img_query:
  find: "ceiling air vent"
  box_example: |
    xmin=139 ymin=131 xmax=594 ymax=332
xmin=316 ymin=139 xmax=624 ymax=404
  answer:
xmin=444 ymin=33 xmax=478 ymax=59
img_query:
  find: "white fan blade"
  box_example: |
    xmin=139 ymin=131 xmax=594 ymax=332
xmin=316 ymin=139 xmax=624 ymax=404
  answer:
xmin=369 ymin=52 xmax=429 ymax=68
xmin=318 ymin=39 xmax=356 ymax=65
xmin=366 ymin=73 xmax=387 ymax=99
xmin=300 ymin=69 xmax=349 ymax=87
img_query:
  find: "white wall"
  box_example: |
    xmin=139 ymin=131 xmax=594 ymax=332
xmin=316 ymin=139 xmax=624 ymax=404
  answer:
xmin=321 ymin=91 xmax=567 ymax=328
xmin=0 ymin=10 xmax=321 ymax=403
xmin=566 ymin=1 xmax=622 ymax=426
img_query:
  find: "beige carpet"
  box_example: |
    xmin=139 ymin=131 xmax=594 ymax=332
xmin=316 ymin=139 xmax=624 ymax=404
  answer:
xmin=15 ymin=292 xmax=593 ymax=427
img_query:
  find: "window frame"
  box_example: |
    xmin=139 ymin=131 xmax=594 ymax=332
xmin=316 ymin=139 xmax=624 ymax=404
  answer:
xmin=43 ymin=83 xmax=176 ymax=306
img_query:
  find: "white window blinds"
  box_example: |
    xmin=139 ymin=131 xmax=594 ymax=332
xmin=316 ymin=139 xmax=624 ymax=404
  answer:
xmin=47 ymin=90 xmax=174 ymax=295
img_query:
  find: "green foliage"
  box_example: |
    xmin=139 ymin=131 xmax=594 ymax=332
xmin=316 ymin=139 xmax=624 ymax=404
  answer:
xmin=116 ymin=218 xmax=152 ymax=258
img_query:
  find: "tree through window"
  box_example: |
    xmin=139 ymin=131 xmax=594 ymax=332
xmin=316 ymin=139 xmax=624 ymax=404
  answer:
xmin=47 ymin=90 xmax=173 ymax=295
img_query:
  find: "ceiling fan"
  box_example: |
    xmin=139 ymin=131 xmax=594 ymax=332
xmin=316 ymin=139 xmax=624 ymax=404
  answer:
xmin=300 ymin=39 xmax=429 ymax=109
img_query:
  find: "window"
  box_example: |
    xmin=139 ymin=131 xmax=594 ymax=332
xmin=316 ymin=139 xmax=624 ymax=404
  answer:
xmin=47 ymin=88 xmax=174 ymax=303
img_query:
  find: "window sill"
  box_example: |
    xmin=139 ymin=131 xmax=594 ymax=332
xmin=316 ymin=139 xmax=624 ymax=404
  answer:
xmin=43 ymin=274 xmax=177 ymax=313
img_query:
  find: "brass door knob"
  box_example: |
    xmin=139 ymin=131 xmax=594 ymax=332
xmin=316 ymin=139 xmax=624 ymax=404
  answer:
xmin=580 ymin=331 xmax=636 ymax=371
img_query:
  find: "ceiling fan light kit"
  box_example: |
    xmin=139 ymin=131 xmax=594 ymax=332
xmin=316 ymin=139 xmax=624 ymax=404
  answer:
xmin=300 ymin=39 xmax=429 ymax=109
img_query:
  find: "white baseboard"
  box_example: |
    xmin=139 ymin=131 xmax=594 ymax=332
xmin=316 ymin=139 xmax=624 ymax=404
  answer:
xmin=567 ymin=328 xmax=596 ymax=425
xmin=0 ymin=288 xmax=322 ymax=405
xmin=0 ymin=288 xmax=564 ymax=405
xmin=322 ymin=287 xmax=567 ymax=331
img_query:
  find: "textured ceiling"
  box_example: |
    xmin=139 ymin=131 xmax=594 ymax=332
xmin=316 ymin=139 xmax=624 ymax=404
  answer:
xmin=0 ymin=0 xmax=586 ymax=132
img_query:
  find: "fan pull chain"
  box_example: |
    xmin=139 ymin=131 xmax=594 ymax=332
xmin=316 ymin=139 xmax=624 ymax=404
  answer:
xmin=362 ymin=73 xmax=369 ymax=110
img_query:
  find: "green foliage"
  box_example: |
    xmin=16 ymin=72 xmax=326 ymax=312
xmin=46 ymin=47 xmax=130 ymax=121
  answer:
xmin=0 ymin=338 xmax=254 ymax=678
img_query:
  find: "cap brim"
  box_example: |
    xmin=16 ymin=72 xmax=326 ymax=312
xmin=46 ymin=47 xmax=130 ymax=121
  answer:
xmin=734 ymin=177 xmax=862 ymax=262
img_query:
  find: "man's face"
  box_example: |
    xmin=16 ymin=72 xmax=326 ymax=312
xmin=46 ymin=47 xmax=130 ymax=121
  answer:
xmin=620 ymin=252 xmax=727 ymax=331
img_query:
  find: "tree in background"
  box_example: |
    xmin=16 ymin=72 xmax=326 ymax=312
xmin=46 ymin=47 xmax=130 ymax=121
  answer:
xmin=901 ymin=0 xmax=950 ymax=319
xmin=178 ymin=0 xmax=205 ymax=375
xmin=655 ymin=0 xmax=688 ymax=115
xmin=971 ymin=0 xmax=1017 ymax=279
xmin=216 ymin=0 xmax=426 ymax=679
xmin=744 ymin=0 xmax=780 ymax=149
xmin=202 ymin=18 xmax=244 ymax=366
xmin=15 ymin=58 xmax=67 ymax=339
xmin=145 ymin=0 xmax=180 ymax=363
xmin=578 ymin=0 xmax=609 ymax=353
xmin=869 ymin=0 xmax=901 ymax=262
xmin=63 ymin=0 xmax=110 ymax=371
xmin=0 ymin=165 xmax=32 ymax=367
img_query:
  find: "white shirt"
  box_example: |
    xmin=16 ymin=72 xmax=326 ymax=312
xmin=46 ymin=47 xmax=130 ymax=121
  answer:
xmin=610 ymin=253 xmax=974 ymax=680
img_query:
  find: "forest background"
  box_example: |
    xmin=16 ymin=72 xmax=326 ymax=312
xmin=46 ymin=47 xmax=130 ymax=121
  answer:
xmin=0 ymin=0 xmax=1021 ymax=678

* * *

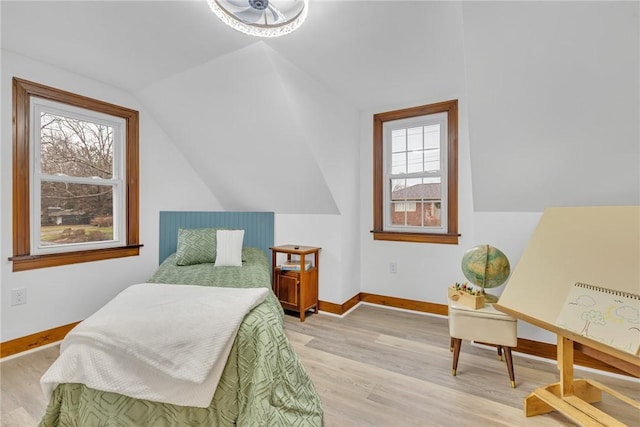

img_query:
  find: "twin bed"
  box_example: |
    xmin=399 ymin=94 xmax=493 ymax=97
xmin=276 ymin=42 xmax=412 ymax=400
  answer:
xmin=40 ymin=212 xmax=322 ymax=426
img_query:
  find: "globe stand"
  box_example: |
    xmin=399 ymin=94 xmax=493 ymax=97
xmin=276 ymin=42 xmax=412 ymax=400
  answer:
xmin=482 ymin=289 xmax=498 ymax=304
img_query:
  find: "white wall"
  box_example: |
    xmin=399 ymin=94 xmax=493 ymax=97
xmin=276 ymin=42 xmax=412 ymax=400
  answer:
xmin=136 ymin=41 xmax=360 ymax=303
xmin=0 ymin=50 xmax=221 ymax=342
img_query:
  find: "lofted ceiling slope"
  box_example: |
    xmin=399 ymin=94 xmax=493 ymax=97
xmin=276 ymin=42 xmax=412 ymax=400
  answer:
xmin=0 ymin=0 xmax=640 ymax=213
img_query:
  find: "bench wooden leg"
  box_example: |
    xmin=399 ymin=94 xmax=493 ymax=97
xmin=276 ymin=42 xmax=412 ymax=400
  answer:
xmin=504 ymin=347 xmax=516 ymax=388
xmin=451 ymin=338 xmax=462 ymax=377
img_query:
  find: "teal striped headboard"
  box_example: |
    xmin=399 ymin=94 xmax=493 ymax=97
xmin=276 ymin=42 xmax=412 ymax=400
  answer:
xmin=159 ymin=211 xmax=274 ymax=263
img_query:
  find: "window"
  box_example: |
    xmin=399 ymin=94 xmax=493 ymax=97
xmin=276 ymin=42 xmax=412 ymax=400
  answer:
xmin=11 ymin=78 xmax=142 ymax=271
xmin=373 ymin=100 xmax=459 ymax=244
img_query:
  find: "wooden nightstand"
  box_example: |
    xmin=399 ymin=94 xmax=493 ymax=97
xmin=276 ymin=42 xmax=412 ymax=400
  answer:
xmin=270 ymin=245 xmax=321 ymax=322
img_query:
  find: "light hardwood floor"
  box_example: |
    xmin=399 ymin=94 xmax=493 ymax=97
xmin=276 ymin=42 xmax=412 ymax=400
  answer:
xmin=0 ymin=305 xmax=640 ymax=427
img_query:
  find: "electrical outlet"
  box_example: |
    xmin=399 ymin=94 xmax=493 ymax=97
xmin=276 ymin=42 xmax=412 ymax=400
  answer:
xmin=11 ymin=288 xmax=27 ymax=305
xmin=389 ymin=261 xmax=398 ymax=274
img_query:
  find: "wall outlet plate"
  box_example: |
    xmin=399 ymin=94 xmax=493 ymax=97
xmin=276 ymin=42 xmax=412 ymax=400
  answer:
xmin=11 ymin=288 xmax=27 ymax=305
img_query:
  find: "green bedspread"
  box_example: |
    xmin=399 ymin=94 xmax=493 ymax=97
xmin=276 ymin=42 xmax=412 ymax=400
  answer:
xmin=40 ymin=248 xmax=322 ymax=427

[Set exercise] Counting through the records above, how many lines contain the word "white"? Reply with the number alone.

[Answer in full] 6